(Referring expression pointing data)
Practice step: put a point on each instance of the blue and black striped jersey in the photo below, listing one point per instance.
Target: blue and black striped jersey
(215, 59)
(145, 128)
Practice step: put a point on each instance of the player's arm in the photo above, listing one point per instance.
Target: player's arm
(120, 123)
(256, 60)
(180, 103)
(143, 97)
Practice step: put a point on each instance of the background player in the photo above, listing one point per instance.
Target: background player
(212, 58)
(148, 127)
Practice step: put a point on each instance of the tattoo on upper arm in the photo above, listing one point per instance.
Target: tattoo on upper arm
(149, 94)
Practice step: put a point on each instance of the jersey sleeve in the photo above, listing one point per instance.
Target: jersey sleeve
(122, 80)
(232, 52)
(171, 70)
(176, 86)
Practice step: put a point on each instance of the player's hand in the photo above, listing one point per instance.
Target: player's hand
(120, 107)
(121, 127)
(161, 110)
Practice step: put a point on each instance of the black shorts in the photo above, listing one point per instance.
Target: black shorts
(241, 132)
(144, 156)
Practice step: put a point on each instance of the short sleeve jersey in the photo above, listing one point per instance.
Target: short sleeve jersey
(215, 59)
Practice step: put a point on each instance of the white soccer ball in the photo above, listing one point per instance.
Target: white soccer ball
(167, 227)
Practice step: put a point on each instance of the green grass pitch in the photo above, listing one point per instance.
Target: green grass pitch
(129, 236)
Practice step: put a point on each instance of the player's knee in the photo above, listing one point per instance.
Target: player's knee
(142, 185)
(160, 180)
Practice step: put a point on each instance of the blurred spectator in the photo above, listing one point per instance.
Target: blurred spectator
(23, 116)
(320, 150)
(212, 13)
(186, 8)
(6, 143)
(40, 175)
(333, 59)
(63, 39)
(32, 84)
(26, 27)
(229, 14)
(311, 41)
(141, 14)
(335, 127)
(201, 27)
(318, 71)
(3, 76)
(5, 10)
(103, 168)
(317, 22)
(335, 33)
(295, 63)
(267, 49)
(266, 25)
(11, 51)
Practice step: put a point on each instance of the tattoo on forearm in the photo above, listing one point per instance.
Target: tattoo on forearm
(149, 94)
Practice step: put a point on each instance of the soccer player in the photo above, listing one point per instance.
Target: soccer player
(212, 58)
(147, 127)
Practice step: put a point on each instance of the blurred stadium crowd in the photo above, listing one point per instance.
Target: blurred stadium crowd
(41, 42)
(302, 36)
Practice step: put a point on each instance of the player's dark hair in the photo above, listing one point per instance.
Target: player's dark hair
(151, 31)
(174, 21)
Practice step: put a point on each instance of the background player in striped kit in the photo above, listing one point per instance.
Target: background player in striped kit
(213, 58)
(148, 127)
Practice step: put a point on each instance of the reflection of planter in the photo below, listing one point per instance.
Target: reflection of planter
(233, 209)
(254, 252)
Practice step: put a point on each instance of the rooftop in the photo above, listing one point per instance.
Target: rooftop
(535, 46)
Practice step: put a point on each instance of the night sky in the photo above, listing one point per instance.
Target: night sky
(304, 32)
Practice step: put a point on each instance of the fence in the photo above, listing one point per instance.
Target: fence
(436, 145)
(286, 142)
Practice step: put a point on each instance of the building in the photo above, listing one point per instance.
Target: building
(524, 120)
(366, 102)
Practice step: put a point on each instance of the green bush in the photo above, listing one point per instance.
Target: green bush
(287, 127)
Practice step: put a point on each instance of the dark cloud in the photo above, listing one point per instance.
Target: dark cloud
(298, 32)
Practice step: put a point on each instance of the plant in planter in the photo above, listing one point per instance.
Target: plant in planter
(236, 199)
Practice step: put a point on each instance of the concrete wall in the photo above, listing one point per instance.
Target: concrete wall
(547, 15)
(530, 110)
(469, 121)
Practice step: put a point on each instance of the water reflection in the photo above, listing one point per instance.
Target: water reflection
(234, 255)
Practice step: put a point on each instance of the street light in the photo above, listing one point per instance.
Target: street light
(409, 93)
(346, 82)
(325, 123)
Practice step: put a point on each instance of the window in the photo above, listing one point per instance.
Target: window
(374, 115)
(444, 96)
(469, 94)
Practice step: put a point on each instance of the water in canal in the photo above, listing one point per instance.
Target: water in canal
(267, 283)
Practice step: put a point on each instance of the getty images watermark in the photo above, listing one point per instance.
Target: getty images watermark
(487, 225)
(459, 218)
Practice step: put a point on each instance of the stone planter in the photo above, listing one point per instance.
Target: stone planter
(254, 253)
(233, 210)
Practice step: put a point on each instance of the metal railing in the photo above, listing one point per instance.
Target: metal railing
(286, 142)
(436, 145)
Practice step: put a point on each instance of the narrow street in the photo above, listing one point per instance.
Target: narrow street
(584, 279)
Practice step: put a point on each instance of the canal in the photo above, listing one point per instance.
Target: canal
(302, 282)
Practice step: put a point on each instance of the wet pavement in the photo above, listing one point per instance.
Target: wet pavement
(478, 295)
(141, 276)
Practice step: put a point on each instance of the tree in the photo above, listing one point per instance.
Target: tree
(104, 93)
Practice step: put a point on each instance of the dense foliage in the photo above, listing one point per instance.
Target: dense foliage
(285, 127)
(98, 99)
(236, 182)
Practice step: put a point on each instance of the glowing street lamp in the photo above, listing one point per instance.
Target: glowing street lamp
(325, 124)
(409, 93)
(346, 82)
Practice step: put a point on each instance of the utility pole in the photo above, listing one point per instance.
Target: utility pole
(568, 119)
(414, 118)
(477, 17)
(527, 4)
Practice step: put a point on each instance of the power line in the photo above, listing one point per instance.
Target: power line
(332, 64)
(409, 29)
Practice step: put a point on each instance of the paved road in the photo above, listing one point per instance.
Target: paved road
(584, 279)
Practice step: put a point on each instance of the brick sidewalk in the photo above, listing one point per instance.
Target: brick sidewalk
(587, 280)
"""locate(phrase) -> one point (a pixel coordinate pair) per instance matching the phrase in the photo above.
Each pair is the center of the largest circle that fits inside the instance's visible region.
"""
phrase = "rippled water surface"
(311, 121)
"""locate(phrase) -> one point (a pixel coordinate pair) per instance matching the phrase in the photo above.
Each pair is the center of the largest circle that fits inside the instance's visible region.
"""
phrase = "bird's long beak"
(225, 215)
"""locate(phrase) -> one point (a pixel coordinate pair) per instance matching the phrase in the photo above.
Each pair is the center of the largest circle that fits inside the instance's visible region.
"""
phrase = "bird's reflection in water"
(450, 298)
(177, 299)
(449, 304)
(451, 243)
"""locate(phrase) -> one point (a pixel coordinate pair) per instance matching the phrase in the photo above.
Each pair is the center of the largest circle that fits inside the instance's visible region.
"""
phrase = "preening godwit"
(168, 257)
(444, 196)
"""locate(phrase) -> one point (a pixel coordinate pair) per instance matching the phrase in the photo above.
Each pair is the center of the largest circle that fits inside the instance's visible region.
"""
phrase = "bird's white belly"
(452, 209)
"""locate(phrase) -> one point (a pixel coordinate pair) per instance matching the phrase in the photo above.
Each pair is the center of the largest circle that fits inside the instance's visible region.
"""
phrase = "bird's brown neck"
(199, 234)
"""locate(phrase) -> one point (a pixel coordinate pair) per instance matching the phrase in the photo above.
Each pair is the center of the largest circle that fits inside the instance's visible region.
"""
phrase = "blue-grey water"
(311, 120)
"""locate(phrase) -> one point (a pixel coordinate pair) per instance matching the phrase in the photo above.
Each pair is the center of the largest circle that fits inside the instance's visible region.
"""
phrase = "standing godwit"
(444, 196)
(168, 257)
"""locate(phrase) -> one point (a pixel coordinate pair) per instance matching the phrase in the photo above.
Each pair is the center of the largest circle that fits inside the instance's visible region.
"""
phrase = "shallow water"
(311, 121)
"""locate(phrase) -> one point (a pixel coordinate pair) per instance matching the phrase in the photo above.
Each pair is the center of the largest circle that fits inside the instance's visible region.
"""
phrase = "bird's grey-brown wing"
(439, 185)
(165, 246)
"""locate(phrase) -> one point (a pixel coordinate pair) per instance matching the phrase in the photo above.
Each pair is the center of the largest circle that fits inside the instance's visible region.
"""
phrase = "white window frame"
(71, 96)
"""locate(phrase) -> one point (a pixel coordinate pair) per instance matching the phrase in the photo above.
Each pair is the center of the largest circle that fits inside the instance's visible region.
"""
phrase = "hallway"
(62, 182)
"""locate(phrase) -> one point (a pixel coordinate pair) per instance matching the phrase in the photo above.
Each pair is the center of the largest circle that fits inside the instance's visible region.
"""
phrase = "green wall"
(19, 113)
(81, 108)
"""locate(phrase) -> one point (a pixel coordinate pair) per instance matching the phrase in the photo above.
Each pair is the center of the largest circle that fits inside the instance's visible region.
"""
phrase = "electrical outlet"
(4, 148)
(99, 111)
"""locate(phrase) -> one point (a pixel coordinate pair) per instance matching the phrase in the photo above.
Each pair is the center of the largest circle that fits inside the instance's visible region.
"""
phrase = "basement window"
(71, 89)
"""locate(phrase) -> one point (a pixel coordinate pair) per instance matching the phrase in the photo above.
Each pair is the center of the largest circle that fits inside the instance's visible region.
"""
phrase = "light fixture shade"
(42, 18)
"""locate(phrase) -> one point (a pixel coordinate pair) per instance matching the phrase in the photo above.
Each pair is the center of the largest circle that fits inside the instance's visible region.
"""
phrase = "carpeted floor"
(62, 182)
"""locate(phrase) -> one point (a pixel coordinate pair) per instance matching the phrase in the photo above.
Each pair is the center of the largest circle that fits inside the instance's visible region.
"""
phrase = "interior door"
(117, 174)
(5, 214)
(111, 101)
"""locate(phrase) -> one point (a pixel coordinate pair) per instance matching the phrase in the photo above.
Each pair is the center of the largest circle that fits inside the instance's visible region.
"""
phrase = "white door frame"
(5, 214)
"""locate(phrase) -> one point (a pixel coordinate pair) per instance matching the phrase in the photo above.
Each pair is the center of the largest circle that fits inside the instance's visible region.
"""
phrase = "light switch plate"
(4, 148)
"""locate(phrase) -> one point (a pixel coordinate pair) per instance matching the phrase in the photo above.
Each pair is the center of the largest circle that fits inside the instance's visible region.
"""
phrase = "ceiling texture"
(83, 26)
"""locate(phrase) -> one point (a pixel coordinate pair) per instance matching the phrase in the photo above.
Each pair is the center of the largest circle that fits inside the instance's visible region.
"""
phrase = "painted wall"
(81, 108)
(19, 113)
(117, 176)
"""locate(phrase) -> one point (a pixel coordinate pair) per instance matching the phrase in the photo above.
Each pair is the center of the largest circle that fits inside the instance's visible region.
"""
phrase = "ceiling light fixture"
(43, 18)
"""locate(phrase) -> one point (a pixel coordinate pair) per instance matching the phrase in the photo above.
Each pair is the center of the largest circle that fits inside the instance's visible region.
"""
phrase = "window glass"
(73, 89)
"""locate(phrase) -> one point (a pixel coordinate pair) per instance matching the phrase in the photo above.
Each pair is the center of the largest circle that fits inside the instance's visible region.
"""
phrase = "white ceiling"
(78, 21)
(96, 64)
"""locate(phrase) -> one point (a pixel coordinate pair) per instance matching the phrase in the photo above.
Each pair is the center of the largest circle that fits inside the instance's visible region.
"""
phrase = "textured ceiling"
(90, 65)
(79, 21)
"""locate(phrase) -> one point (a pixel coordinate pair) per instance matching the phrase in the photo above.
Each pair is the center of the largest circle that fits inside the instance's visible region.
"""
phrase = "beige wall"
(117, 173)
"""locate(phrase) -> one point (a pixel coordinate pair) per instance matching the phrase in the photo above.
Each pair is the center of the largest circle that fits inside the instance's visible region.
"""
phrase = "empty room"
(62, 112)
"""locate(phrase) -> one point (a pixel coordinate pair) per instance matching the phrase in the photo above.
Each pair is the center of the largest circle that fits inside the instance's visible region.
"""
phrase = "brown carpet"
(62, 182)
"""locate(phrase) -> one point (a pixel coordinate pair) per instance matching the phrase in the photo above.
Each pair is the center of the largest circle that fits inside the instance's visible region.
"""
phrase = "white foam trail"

- [Exercise prompt] Give the number of lines above that include "below". Write nothing else.

- [Response area] 2